- _Excerpt_
--- START ---

A final likely reason the major gold ETFs’ holdings lag gold’s trend reversals is these capital flows aren’t the yellow metal’s only primary driver. Speculators’ gold-futures trading dominates gold price action when stock traders aren’t doing much buying or selling. Though these speculators command far less capital than stock traders’ vast pools, the extreme leverage inherent in gold futures gives them an outsized price impact.
That also is exceedingly-risky, forcing the gold-futures specs to have myopic ultra-short-term focuses that are measured in days or weeks on the outside. So specs’ lightning-fast gold-futures trading probably forces major gold toppings and bottomings well before stock traders even realize it and respond. Whatever the reasons, GLD+IAU peaks and troughs have lagged gold toppings and bottomings during this bull market.
Gold’s latest upleg emerging from mid-March’s stock panic was a monster, soaring 40.0% over the next 4.6 months into early August. That was partially fueled by massive differential buying of both GLD and IAU shares. Over that exact span, GLD’s holdings rocketed 37.5% or 345.7t higher while IAU’s shot up 30.0% or 114.8t. Together GLD+IAU holdings soared a colossal 35.3% or 460.5t higher during that short span!

--- END ---

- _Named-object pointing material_
--- START ---

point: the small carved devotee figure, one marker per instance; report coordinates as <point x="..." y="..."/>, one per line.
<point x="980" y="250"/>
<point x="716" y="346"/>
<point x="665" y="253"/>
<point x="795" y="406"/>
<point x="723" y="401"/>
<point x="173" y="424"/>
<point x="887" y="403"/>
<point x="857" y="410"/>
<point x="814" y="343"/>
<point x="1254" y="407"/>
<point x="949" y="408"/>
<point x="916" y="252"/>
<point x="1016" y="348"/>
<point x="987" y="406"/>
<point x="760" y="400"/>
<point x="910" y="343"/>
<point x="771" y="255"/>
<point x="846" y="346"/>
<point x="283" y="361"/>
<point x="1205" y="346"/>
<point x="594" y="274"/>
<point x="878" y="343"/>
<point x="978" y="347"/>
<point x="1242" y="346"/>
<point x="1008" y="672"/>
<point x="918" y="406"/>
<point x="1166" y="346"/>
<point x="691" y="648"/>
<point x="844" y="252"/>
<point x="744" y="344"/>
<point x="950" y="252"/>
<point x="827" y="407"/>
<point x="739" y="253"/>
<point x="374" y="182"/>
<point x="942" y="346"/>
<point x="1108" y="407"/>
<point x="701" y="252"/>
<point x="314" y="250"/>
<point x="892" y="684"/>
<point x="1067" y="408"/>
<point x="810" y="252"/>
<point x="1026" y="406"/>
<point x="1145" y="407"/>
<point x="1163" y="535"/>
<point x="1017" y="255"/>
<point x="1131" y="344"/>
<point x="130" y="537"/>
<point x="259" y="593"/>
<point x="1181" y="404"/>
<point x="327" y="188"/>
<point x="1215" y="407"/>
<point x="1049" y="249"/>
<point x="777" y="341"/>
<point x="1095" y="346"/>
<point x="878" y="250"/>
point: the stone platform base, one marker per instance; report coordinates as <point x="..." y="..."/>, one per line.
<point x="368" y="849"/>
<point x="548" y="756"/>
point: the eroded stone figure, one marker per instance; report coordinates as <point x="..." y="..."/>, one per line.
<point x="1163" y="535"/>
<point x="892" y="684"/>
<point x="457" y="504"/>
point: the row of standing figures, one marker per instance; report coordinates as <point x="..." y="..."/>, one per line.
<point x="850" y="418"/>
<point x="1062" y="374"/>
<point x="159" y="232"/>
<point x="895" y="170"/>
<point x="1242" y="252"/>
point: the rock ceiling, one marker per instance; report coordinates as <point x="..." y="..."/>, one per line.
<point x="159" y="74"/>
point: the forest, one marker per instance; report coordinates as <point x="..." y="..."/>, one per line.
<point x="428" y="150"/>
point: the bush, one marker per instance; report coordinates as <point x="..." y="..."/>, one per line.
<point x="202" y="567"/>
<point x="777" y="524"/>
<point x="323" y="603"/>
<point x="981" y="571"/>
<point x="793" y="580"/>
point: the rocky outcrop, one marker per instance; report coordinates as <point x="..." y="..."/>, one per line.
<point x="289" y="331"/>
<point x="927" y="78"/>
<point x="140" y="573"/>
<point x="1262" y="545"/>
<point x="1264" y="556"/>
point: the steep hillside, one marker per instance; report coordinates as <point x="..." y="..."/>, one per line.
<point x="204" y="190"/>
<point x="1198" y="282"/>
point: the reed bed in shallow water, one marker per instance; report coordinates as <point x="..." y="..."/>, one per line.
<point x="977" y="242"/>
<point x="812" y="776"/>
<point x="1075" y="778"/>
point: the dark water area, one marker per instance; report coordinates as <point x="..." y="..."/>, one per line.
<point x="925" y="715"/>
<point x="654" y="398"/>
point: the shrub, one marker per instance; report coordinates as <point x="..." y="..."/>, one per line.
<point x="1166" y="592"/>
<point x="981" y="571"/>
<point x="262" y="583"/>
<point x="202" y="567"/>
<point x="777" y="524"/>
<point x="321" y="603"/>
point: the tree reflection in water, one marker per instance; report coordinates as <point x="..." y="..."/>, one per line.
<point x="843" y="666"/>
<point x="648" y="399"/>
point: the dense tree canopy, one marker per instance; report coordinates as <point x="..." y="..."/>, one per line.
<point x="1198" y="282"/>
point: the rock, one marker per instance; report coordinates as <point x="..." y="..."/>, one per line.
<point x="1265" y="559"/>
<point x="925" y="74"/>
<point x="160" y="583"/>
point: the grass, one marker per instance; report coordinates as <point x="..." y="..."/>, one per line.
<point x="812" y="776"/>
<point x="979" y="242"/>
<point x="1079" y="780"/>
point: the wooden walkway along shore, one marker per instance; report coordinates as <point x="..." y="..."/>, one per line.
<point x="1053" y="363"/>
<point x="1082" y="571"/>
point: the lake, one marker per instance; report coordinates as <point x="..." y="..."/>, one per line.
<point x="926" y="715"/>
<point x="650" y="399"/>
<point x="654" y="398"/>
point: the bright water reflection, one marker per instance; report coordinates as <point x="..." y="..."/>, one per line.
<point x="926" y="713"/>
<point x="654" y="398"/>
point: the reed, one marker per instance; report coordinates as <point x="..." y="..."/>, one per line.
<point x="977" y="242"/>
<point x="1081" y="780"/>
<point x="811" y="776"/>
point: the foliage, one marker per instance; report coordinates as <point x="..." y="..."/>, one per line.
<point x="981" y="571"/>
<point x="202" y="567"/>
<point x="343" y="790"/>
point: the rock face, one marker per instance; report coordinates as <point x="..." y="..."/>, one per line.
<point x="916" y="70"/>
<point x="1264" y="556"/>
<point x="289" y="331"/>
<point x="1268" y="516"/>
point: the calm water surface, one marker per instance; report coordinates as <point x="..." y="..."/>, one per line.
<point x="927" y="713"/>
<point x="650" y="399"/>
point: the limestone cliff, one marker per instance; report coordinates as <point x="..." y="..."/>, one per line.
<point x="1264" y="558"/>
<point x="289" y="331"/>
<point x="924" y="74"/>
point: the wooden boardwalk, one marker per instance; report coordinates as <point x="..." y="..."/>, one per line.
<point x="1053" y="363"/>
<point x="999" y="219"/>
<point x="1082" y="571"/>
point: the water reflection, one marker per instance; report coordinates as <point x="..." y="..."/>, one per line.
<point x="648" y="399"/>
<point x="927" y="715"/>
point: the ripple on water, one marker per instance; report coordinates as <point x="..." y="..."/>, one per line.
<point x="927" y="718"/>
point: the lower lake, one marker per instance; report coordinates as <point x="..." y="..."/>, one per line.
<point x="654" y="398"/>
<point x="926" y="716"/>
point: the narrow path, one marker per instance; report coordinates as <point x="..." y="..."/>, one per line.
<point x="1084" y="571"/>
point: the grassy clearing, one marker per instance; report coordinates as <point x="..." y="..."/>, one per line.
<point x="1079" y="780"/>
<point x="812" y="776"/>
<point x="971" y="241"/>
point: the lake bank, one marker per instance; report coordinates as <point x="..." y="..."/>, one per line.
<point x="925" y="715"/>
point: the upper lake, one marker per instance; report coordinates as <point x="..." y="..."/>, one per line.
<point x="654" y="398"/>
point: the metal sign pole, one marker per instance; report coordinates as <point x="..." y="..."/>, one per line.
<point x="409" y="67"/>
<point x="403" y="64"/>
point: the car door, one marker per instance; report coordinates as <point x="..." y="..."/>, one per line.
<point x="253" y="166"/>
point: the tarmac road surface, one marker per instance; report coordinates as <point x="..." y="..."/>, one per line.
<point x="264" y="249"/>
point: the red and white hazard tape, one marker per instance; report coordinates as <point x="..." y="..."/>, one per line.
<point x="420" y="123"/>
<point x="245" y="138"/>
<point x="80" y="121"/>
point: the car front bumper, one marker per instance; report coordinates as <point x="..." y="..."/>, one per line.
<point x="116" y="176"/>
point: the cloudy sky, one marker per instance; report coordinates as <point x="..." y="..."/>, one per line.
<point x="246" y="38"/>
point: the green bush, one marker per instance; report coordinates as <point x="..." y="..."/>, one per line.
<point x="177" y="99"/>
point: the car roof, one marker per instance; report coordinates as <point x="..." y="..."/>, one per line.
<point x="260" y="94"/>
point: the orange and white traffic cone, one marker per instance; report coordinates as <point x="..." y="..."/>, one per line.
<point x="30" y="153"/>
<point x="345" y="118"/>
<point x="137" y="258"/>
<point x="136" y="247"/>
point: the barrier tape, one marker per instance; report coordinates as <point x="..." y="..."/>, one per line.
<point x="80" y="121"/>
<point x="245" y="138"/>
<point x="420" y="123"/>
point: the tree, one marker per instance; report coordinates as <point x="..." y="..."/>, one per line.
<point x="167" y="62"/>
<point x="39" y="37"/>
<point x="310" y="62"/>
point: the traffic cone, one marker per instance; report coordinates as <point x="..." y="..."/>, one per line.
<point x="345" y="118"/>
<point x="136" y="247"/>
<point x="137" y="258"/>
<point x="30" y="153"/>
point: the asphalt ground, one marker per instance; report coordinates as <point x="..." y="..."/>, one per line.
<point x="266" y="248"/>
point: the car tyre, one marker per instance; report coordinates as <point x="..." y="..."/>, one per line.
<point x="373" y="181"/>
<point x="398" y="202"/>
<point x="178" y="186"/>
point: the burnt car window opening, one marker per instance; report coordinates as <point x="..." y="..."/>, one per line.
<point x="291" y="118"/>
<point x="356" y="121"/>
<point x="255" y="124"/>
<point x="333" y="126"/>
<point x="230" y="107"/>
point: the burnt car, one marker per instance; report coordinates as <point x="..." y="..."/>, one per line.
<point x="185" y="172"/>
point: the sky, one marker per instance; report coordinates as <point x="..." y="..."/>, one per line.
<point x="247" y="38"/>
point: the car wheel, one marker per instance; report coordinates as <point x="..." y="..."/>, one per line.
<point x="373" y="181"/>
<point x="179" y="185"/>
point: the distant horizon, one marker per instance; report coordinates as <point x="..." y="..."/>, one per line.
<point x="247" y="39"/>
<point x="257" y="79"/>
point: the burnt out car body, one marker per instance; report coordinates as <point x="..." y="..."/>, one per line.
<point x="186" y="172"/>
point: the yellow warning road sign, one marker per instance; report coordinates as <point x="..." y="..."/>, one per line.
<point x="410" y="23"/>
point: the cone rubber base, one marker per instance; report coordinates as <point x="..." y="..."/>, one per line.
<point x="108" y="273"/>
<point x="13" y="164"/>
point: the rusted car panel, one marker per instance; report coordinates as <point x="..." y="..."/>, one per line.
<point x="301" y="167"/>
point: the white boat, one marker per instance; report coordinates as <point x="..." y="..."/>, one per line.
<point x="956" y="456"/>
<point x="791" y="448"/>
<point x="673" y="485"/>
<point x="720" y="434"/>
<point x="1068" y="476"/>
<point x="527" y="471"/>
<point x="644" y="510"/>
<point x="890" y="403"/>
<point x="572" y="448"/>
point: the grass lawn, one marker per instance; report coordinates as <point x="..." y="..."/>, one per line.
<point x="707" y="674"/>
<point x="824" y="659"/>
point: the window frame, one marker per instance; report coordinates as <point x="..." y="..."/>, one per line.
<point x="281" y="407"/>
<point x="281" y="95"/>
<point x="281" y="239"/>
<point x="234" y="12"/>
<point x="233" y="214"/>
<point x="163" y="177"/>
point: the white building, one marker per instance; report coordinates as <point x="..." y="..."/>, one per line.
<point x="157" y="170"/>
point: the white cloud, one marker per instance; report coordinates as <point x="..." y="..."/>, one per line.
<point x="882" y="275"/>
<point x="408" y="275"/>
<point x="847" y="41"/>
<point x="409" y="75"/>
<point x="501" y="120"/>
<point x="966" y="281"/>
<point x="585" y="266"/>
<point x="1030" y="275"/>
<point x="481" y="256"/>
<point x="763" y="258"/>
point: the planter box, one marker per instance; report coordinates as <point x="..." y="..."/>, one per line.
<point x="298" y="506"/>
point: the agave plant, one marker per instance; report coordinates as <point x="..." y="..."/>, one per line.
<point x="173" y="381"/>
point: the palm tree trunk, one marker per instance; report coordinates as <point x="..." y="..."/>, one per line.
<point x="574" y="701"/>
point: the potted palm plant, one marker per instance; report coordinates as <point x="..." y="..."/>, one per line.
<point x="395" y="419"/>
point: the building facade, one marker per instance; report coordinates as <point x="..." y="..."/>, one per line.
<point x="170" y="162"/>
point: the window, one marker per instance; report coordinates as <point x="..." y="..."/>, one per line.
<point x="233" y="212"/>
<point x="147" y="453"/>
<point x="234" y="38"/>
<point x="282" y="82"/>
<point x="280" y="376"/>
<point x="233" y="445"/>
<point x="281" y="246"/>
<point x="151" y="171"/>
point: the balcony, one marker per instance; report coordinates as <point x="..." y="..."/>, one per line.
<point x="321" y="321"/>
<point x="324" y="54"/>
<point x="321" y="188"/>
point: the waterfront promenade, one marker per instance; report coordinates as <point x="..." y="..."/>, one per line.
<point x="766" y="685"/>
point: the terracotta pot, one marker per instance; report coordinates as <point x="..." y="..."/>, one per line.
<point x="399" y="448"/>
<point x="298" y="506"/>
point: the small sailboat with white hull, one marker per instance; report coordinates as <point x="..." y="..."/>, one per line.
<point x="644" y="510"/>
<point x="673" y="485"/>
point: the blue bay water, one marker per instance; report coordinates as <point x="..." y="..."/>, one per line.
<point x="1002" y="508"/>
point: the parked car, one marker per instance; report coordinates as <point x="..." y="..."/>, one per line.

--- END ---

- _Exercise prompt_
Continue the passage on gold ETF holdings from where it stops.

- _Response to the exercise_
The second-biggest upleg of this secular gold bull was driven higher by the biggest stock-market capital inflows into gold seen in this same bull. That wasn’t the only driver, as spec gold-futures buying played a role too. But the main reason gold surged so sharply mid-year was American stock traders were buying GLD and IAU shares far faster than gold was being bought. Gold-ETF flows’ dominance showed in WGC data.
Q2’20 was where the lion’s share of gold’s last upleg unfolded. The yellow metal blasted 12.9% higher that quarter, fueled almost exclusively by an enormous 20.4% or 276.8t build in GLD+IAU holdings! The World Gold Council’s supply-and-demand numbers for Q2 proved gold-ETF demand was the only reason gold surged. Surprisingly overall global gold demand fell 10.6% year-over-year that quarter to 1,016.5t.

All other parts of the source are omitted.